§ Ziel
Gib aus dem Text zur Lage im Irak alles von „Hintergrund“ bis hinunter zu „Anhänger eingestellt werde.“ noch einmal wieder und tausche dabei „Ministerpräsident“ gegen „Regierungschef“ aus.

§ Ausgangstext
Irak: „Nationale Einheit ist erforderlich“
So sagte Patriarch Sako der Agentur Sir: „Die Situation ist traurig und besorgniserregend, denn wir wissen nicht, wohin sich unser Land entwickelt. Ich glaube jedoch, dass der politische und religiöse Führer der Schiiten, Muqtada al Sadr, eine friedliche Geste machte, indem er seine Anhänger aufforderte, auf Gewalt zu verzichten und die besetzte Grüne Zone zu verlassen. Es war ein Appell, den alle begrüßten, allen voran der Präsident und der Premierminister. Jetzt ist es an den anderen schiitischen Gruppen, einen Schritt zu tun, ein Opfer zu bringen zum Wohle des Landes und seines Volkes".
Hintergrund
Anhänger des einflussreichen Geistlichen Al-Sadr hatten den Regierungspalast mit dem Büro von Ministerpräsident Mustafa al-Kasimi am Montag gestürmt und vorübergehend besetzt. Zuvor hatte Al-Sadr seinen Rückzug aus der Politik erklärt. Am späten Montagabend gab der 48 Jahre alte Religionsführer auch bekannt, in einen Hungerstreik zu treten, bis die Gewalt gegen seine Anhänger eingestellt werde.

§ Angezeigte Daten
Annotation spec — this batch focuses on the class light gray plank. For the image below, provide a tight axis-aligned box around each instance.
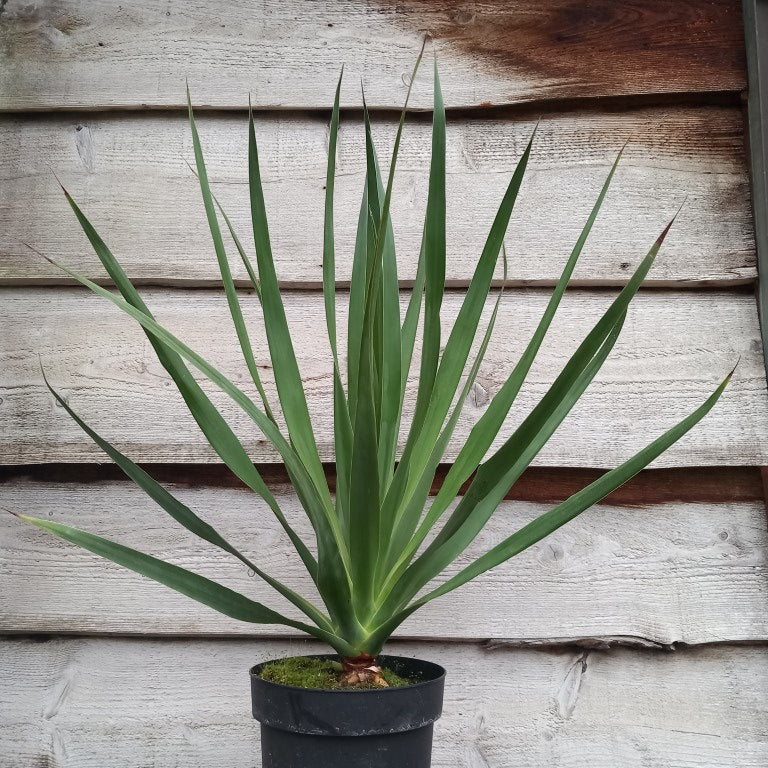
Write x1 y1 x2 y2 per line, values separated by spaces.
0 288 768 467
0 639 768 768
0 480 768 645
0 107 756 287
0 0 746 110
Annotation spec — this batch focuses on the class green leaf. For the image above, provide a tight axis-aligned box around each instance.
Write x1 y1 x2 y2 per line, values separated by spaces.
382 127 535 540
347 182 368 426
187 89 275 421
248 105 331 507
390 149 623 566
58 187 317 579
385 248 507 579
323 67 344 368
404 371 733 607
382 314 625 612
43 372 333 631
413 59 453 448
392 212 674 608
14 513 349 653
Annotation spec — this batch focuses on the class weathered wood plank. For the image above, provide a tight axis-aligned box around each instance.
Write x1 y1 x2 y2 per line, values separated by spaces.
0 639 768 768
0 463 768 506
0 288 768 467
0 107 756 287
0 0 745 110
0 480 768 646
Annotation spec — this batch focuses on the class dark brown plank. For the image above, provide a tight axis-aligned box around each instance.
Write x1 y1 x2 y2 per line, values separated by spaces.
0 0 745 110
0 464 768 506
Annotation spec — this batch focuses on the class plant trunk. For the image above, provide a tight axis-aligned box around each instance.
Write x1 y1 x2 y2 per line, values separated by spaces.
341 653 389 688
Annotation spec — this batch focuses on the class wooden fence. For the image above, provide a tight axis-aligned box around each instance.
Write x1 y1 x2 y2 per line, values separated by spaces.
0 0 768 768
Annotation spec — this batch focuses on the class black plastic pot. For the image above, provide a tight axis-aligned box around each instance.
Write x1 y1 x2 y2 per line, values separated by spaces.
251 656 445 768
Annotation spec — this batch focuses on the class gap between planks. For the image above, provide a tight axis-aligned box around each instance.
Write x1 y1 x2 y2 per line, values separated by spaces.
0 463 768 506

§ Lösung der Aufgabe
Hintergrund
Anhänger des einflussreichen Geistlichen Al-Sadr hatten den Regierungspalast mit dem Büro von Regierungschef Mustafa al-Kasimi am Montag gestürmt und vorübergehend besetzt. Zuvor hatte Al-Sadr seinen Rückzug aus der Politik erklärt. Am späten Montagabend gab der 48 Jahre alte Religionsführer auch bekannt, in einen Hungerstreik zu treten, bis die Gewalt gegen seine Anhänger eingestellt werde.